**DATA EXTRACTS**
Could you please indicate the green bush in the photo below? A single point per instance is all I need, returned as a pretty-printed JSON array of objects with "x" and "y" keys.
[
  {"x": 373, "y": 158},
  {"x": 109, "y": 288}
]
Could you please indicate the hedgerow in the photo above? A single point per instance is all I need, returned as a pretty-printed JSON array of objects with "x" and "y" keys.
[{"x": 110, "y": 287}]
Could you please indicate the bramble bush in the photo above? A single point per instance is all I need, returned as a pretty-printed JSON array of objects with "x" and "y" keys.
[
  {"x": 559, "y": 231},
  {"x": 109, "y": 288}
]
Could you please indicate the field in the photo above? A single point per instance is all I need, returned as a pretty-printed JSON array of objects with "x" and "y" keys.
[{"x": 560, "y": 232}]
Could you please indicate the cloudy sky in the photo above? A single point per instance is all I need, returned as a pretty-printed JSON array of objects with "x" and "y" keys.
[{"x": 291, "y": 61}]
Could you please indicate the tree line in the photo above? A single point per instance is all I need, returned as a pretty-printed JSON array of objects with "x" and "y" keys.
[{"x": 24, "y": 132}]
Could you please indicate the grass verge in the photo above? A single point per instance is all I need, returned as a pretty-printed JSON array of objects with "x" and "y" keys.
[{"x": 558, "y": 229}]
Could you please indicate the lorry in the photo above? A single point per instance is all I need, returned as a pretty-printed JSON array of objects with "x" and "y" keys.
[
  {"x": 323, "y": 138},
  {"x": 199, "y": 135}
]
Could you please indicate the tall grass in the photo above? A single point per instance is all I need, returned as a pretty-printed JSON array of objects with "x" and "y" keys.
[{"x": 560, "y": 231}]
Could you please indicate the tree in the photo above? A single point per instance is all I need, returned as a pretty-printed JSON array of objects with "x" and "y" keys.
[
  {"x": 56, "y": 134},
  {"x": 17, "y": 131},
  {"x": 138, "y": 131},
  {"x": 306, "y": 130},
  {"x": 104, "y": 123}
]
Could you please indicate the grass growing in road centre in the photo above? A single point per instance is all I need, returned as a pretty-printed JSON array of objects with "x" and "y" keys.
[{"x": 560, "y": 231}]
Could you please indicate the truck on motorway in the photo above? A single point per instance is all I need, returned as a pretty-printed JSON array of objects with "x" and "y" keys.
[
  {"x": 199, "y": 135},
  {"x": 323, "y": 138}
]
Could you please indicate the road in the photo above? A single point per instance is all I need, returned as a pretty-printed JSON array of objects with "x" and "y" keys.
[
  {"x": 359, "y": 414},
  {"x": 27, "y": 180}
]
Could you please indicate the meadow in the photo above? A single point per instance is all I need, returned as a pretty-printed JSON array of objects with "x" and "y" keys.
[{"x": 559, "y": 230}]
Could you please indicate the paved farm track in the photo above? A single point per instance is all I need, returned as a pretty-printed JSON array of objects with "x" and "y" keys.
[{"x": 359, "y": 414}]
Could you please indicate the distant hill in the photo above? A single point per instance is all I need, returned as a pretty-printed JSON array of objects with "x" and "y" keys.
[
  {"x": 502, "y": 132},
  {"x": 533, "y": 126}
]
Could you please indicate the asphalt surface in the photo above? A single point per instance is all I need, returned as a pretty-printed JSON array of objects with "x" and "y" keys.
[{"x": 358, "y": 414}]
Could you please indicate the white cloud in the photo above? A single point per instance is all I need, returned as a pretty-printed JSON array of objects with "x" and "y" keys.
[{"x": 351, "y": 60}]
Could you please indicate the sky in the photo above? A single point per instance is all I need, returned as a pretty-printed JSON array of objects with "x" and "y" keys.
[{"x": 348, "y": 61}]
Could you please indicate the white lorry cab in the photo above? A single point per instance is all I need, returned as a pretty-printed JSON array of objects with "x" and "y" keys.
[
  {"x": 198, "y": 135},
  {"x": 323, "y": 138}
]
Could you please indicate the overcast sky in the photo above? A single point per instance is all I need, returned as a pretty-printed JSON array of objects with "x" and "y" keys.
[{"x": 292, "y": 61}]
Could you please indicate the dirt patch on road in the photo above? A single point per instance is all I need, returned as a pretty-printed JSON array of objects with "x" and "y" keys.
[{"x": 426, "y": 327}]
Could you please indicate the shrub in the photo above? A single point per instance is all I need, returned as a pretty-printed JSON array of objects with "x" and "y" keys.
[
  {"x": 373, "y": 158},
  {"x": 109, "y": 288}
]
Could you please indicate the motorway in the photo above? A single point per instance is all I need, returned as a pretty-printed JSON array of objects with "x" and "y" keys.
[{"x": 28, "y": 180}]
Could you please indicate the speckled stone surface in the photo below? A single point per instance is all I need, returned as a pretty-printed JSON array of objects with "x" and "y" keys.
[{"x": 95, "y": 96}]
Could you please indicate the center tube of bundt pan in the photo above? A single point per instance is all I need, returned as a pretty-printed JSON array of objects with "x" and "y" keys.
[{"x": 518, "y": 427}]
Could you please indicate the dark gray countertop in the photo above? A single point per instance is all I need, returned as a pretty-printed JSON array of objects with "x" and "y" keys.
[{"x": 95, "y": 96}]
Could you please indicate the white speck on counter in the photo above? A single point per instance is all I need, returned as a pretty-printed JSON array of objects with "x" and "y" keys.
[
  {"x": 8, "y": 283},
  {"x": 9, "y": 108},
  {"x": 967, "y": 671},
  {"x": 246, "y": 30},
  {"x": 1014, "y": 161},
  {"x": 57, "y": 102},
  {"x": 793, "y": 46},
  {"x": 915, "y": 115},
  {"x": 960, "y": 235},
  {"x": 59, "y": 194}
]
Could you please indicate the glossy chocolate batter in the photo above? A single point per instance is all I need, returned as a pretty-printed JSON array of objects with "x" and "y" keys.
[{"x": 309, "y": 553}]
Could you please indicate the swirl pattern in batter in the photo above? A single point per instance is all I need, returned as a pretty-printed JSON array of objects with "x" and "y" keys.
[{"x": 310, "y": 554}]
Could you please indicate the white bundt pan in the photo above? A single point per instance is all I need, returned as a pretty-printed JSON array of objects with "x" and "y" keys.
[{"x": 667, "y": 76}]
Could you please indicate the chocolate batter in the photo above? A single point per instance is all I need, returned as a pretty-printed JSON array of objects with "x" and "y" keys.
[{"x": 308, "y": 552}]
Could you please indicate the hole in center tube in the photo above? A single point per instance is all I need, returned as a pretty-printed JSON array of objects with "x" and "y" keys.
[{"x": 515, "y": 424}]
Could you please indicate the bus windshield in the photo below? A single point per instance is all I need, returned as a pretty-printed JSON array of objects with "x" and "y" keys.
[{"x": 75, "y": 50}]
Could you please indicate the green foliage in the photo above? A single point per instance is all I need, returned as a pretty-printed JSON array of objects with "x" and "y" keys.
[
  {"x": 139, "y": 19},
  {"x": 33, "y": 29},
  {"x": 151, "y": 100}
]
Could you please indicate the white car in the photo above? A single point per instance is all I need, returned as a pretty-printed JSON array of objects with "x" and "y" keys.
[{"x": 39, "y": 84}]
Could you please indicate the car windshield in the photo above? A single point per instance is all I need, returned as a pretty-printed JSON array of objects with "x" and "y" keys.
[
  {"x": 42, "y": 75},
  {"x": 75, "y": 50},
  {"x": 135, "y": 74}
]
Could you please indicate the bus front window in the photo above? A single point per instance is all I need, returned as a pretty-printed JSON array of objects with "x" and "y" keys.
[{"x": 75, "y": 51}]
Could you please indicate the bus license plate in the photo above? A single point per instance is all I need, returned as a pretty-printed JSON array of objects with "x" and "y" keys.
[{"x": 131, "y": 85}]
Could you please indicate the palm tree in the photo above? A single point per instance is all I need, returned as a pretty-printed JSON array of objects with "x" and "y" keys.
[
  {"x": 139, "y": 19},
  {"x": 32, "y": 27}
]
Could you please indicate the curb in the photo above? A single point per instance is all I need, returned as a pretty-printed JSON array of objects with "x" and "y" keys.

**BRIEF**
The data must be retyped in full, exactly as it reads.

**EXERCISE SOLUTION**
Could you please indicate the green bush in the photo below? A single point per instance is all I need, returned as a pretty-printed JSON array of objects with "x" and "y" keys.
[
  {"x": 373, "y": 158},
  {"x": 109, "y": 288}
]
Could you please indicate the hedgerow in the photo above? A single point per instance is all I need, returned as a pretty-printed JSON array of objects with "x" and "y" keys.
[{"x": 110, "y": 287}]
Could you please indicate the bramble bush in the photo above? A single point per instance is all I need, returned as a pretty-printed JSON array of objects with "x" and "y" keys.
[
  {"x": 559, "y": 231},
  {"x": 109, "y": 288}
]
Could you please indicate the field in the photo above? A single point per instance is all I need, returned as a pretty-printed JSON array of objects with "x" and "y" keys.
[{"x": 560, "y": 232}]
Could you please indicate the cloudy sky in the photo above? A single point per instance is all I need, returned as a pretty-printed JSON array of objects with "x" and "y" keys.
[{"x": 291, "y": 61}]
Could you please indicate the tree line in the photo above? A single point per instance is all I need, returned as a pretty-printed JSON array of objects with "x" and "y" keys.
[{"x": 24, "y": 132}]
Could you please indicate the grass verge in the photo above? A single point per instance is all I need, returned as a pretty-printed JSON array of objects with "x" and "y" keys.
[{"x": 558, "y": 229}]
Could you please indicate the lorry in the photo above? A single point per instance is all I need, returned as a pretty-printed JSON array of objects with "x" and "y" keys.
[
  {"x": 323, "y": 138},
  {"x": 199, "y": 135}
]
Could you please indicate the tall grass in the photo above? A single point per instance is all I need, returned as a pretty-printed JSON array of objects with "x" and "y" keys.
[{"x": 560, "y": 231}]
Could you please indicate the tree in the photo above? A single point per instance is all I need, returned as a pretty-printed JSON array of objects with "x" and "y" keys.
[
  {"x": 56, "y": 134},
  {"x": 17, "y": 131},
  {"x": 138, "y": 131},
  {"x": 306, "y": 130},
  {"x": 104, "y": 123}
]
Could you please indicate the grass growing in road centre in the photo above? A single point per instance is all I need, returned as a pretty-printed JSON array of objects with "x" and "y" keys.
[{"x": 560, "y": 231}]
Could you please indicate the truck on motorway in the photo above? A single point per instance is all I need, returned as a pretty-printed JSON array of objects with "x" and "y" keys.
[
  {"x": 199, "y": 135},
  {"x": 323, "y": 138}
]
Could you please indicate the road in the photo above? A single point per instance is all I need, returned as a pretty-printed JSON array of objects with "x" and "y" keys.
[
  {"x": 359, "y": 414},
  {"x": 27, "y": 180}
]
Could you please indicate the meadow in the photo above? A single point per instance is all I need, returned as a pretty-printed JSON array of objects with "x" and "y" keys.
[{"x": 559, "y": 230}]
Could you please indicate the paved farm track in the photo above? A single point per instance is all I need, returned as a pretty-printed JSON array of objects with "x" and "y" keys.
[{"x": 359, "y": 414}]
Could you please indicate the distant hill in the photo above? A single point per instance is all I need, returned as a pretty-printed JSON array of objects with "x" and "y" keys.
[
  {"x": 502, "y": 132},
  {"x": 533, "y": 126}
]
Could you please indicate the asphalt surface in the photo above? A single point per instance is all I need, returned as a pretty-printed JSON array of objects with "x" and "y" keys.
[{"x": 358, "y": 414}]
Could you please indicate the white cloud in the photo above? A single point per instance is all I need, returned as a pretty-printed JSON array of objects with "x" and "y" keys.
[{"x": 351, "y": 60}]
Could you please indicate the sky in the photo above? A single point per instance is all I need, returned as a pretty-printed JSON array of objects with "x" and "y" keys.
[{"x": 348, "y": 61}]
Could you please indicate the white lorry cab in the photo above? A single point per instance is all I need, returned as a pretty-printed JSON array of objects with "x" and "y" keys.
[
  {"x": 198, "y": 135},
  {"x": 323, "y": 138}
]
Could you please indicate the overcast sky in the photo above? A single point per instance is all I need, returned as a pretty-printed JSON array of objects with "x" and "y" keys.
[{"x": 292, "y": 61}]
Could you please indicate the dirt patch on road in the photo above? A single point per instance is all I need, returned as a pretty-printed JSON array of objects with "x" and "y" keys.
[{"x": 426, "y": 327}]
Could you please indicate the shrub in the photo above? A single point per instance is all I need, returned as a pretty-printed JSON array of objects with "x" and "y" keys.
[
  {"x": 373, "y": 158},
  {"x": 109, "y": 288}
]
Could you please indicate the motorway in the photo above? A single point per instance is all I need, returned as a pretty-printed JSON array of objects with "x" and "y" keys.
[{"x": 28, "y": 180}]
Could you please indicate the speckled stone surface in the photo below? A single point per instance is all I need, returned as a pretty-printed JSON array of objects with "x" and "y" keys.
[{"x": 95, "y": 96}]
Could you please indicate the center tube of bundt pan in the photo above? A single point per instance is all I need, returned as a pretty-printed JSON array of objects with "x" and "y" keys.
[{"x": 518, "y": 427}]
Could you please indicate the dark gray countertop in the photo above? A single point per instance is all I need, returned as a pretty-printed JSON array of objects with "x" and "y" keys.
[{"x": 95, "y": 96}]
Could you please indicate the white speck on counter in the photo above? A single point per instance is all I need, returned as a pretty-printed JSON array of objects with "x" and "y" keys.
[
  {"x": 8, "y": 283},
  {"x": 9, "y": 108},
  {"x": 967, "y": 671},
  {"x": 246, "y": 30},
  {"x": 1014, "y": 161},
  {"x": 57, "y": 102},
  {"x": 793, "y": 46},
  {"x": 915, "y": 115},
  {"x": 960, "y": 235},
  {"x": 59, "y": 194}
]
Could you please indicate the glossy chocolate batter in the photo above? A single point per instance is all I need, returned as a pretty-printed JSON array of objects with "x" and "y" keys.
[{"x": 309, "y": 553}]
Could you please indicate the swirl pattern in batter in the photo above? A single point per instance is all I need, returned as a pretty-printed JSON array of objects with "x" and "y" keys.
[{"x": 310, "y": 554}]
Could you please indicate the white bundt pan in the photo above? A single point per instance is all I need, returned as a pretty-printed JSON array of objects with "x" and "y" keys.
[{"x": 667, "y": 76}]
Could you please indicate the chocolate batter in the photo above? A single point per instance is all I need, returned as a pretty-printed JSON array of objects with "x" and "y" keys.
[{"x": 308, "y": 552}]
Could you please indicate the hole in center tube in the photo above? A single point per instance is all I need, returned as a pretty-printed JSON array of objects with "x" and "y" keys.
[{"x": 515, "y": 424}]
Could you please indicate the bus windshield in the photo below? A single point per instance is all I need, returned as a pretty-printed JSON array of objects with "x" and "y" keys.
[{"x": 75, "y": 50}]
Could you please indicate the green foliage in the photo above? A single point per instance is all I need, returned as a pretty-printed JSON array of objects with "x" and "y" keys.
[
  {"x": 139, "y": 19},
  {"x": 33, "y": 29},
  {"x": 151, "y": 100}
]
Could you please indicate the white car in the photo above? A single point per instance is all I need, returned as a pretty-printed JSON array of objects with "x" and "y" keys.
[{"x": 39, "y": 84}]
Could you please indicate the car windshield in the photo above? A single point per instance is all I need, returned as a pretty-printed JSON array of objects with "x" and "y" keys.
[
  {"x": 42, "y": 75},
  {"x": 75, "y": 50},
  {"x": 135, "y": 74}
]
Could you please indicate the bus front window in the photo above? A single point per instance is all I need, returned as a pretty-printed JSON array of objects with "x" and "y" keys.
[{"x": 75, "y": 51}]
Could you please indicate the bus license plate in the photo above? A single point per instance is all I need, returned as a pretty-printed JSON array of objects with "x" and "y" keys.
[{"x": 131, "y": 85}]
Could you please indicate the palm tree in the photo above? A single point per instance is all I need, returned as a pretty-printed JSON array of objects with "x" and "y" keys.
[
  {"x": 139, "y": 19},
  {"x": 32, "y": 27}
]
Could you please indicate the curb in the photo above? A single point per instance is all I need, returned as a pretty-printed JSON array of objects with "x" and "y" keys.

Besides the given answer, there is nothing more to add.